My blogging friend, Andee Sellman has unveiled a corker … but, I have a STRICT no advertising, no product placement or promotion policy …
[AJC: it’s the only way that I could think of to convince people that I’m genuine, after all, do I want to say to people “I made $7 million in 7 years, plus an extra $4 a week from my blog” 😉 ]
.. so, I’ll just gently lead in with a story instead:
Many years ago, in a very short-lived experiment, my parents bought my sister a flower shop [AJC: mistake # 1].
However, because they knew that she wouldn’t take any of their advice (just the shop sans advice) they asked me to take the other 50%, which I agreed to [AJC: mistake # 2].
Unfortunately, I had no business experience in those days, so it was like ‘the blind leading the blind’ … however, I did go looking for help.
One of the first things that I tried to do was get some help on the NUMBERS that the shop should run according to; things like:
– What % of our sales should the flowers and other materials that we bought account for?
– What staff and other administrative costs should we allow?
– What salary should my sister draw?
Unfortunately, my accountant wasn’t much help [AJC: he basically told me to come back when I had a tax problem … when the problem was, we weren’t making any money, so there was no tax!], and I did find a benchmarking report on florist shops, but it didn’t really tell me what the numbers meant or, much more importantly, what to do with them.
That’s why I was really interested when Andee sent me a link to his new tool – I’ve checked and it is totally free – called the One Minute Business Checkup … I think it would have been of great benefit – even though it is fairly simple, and works on just three (that I could see) critical benchmarks:
A. CUSTOMER VALUE MEASURE
This measure looks at how much of the customer value you are retaining in your business by looking at the value the customer pays you and deducting the cost you incur to make those sales.

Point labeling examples

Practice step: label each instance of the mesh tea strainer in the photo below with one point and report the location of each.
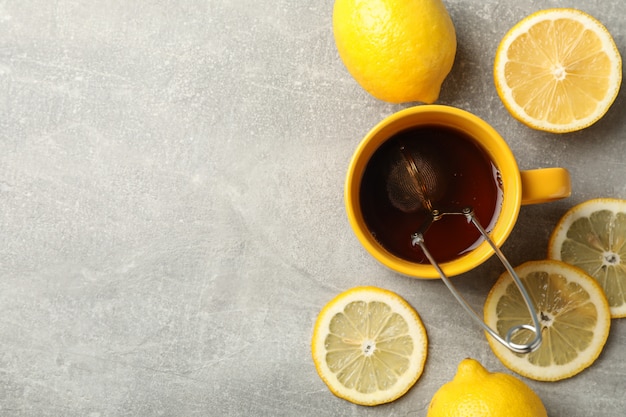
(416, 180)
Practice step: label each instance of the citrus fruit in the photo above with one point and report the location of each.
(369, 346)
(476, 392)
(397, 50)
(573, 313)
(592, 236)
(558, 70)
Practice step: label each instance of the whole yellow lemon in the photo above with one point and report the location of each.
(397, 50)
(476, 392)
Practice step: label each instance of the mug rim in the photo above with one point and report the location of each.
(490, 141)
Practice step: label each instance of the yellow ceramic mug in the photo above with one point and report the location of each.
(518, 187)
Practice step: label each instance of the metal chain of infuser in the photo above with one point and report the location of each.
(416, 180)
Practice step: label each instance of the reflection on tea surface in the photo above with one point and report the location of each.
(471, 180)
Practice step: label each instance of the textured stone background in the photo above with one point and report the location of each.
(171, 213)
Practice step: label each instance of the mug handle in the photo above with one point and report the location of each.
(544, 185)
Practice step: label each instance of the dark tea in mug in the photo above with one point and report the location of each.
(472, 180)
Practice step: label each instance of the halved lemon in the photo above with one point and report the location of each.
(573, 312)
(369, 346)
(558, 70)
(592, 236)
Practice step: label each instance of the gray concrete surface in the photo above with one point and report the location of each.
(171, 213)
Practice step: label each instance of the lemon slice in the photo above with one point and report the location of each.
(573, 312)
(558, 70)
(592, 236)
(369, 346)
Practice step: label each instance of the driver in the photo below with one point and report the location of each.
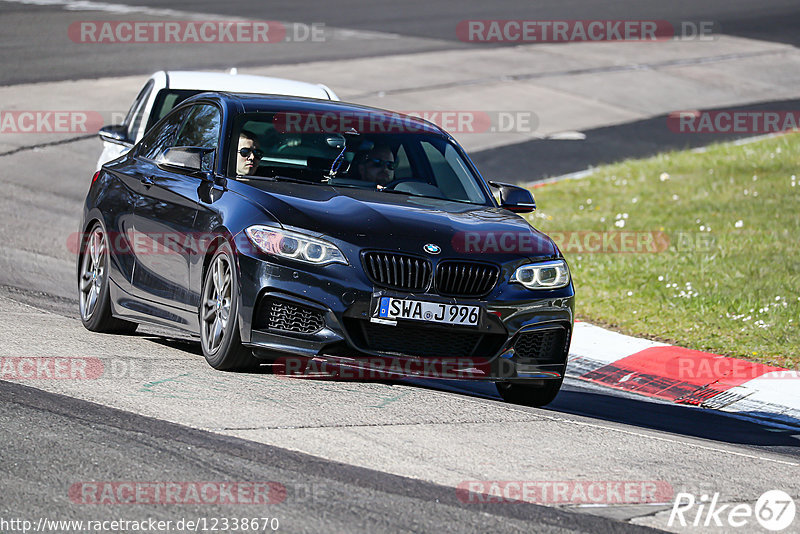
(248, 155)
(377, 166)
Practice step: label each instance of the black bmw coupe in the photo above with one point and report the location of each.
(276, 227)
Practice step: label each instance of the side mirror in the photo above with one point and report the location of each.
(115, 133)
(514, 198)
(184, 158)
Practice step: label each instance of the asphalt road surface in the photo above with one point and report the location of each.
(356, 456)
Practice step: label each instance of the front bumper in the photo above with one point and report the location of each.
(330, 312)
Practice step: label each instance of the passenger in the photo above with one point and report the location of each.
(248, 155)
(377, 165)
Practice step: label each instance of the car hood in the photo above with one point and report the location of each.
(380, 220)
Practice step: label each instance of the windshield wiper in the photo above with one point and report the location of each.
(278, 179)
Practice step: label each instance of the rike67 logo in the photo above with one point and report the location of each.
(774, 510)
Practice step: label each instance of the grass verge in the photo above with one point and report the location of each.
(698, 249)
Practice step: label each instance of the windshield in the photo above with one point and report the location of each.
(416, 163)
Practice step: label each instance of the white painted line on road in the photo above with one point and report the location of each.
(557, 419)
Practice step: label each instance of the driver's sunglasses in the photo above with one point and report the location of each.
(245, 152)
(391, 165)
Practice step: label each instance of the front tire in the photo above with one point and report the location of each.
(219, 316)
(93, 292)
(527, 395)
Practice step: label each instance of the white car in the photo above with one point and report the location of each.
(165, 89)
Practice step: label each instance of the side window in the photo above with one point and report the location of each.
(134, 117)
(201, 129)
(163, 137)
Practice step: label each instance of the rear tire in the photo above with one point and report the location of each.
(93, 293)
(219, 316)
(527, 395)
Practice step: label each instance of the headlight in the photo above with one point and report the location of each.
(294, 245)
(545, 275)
==
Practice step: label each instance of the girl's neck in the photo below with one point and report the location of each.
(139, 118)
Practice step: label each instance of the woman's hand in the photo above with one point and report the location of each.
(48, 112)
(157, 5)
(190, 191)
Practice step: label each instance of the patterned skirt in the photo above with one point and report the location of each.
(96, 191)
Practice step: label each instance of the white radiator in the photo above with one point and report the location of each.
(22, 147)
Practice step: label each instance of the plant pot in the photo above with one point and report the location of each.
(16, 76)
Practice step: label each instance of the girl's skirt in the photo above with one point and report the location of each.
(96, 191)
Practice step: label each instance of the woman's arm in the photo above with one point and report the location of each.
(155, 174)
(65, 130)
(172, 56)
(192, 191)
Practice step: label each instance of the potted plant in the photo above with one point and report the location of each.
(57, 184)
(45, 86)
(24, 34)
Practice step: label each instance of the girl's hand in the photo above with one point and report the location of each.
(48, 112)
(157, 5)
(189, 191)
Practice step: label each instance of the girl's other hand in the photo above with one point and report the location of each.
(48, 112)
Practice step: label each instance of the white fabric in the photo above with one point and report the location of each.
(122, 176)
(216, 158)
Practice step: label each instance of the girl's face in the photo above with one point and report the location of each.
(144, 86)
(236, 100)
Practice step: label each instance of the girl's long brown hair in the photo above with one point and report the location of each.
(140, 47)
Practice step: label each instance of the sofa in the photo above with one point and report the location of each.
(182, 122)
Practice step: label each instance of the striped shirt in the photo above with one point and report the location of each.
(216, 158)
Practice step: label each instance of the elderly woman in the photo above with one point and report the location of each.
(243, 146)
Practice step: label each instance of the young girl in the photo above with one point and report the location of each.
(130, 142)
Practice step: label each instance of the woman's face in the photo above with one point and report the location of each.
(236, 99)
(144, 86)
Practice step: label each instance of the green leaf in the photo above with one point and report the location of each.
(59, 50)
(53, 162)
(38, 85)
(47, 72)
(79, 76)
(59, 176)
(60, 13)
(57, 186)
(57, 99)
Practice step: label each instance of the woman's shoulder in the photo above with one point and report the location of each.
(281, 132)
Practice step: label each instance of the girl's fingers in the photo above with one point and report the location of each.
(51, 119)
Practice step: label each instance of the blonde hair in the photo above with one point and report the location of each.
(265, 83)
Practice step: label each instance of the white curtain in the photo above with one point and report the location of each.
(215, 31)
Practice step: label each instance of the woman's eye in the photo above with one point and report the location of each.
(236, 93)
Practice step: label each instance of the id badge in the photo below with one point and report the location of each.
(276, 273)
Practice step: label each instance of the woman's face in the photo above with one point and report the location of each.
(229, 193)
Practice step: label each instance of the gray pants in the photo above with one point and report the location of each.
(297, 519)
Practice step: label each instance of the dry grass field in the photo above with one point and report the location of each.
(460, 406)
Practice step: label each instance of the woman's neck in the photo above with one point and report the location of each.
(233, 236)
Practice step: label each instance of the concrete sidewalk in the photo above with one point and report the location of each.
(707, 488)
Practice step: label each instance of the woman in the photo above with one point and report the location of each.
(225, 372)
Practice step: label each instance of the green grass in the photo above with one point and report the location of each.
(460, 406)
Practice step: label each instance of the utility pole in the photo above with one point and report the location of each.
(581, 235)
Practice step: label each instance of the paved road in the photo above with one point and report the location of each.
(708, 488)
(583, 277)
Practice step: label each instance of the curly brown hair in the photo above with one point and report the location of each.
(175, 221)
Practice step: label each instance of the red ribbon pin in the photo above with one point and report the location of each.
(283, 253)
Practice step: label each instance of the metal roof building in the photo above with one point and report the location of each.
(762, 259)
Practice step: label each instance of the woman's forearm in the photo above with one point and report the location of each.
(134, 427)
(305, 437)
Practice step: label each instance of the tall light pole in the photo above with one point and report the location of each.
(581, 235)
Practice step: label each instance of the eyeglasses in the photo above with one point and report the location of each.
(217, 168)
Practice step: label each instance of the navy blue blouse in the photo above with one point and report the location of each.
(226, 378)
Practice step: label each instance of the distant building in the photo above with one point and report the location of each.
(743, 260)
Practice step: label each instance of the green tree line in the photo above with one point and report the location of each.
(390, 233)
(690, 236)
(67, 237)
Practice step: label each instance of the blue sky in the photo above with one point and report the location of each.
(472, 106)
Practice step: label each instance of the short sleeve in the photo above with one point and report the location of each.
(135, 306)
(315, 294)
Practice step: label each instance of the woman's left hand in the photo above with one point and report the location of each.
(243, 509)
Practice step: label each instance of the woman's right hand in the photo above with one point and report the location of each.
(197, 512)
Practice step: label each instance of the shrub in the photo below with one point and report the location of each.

* [Written tasks]:
- A) In the blog post about the flower shop, swap "accountant" for "bookkeeper" and write out the stretch from "One of the first" through "do with them.".
- B) Carry on the blog post about the flower shop from the point where it ends.

* [The replies]:
- A)
One of the first things that I tried to do was get some help on the NUMBERS that the shop should run according to; things like:
– What % of our sales should the flowers and other materials that we bought account for?
– What staff and other administrative costs should we allow?
– What salary should my sister draw?
Unfortunately, my bookkeeper wasn’t much help [AJC: he basically told me to come back when I had a tax problem … when the problem was, we weren’t making any money, so there was no tax!], and I did find a benchmarking report on florist shops, but it didn’t really tell me what the numbers meant or, much more importantly, what to do with them.

- B)
From experience we know that if the customer value measure falls below 20% a business will struggle and may fail completely so that is why the benchmark is set at 20%. i.e. retaining 20% of the customer value as a return to the business owner.
Example of Measure
Sales $500,000 Product $250,000 Business Owner $50,000 People $50,000 Marketing Costs $20,000 Distribution Costs $30,000 Total Costs $400,000 Customer Value Retained $100,000 Percentage to Sales 20%
B. TRANSACTION FLOW MEASURE
The transaction flow measure is about determining the volume of sales that is running through your business. A business may have very high customer value (margin) but only a trickle of sales to take advantage of that value.
Our quick way of measuring transaction flow is to look at administrative cost compared to the sales in a business.
We have found that to be sustainable a business needs to spend no more than 12% of sales on its administrative costs. Often small businesses need to INCREASE SALES rather than decrease administrative costs to achieve this percentage.
Example of Measure
Sales $500,000 Administrative Wages $30,000 Administrative Expenses $20,000 Total Costs $50,000 Percentage to Sales 10%
C. MONEY FLOW MEASURE
The money flow measure is designed to find where the money is hiding in your business. Does money flow easily or are there places in your business where it gets ‘stuck’ and takes time to flow through to you.
A very significant place that money hides in your business is called working capital. There are three significant items:
- Inventory – this can be raw materials, work in progress or finished goods
- Accounts Receivable – this is money owed to you from customers
- Accounts Payable – this is money you owe your suppliers
Money can get stuck in inventory and accounts receivable. It can also be lost from the business by undisciplined payments to suppliers.
The activity in your business can be measured by sales and this needs to be compared to the working capital invested in your business. We have found that to be sustainable and to give your business the best chance to grow, working capital should be no more than 12% of sales. Beyond this, too much of your money gets tied up in the business and is not available to fund growth.
Unlike the other two measures the money flow measure can be negative.
Negative working capital is a very dangerous situation needing urgent attention.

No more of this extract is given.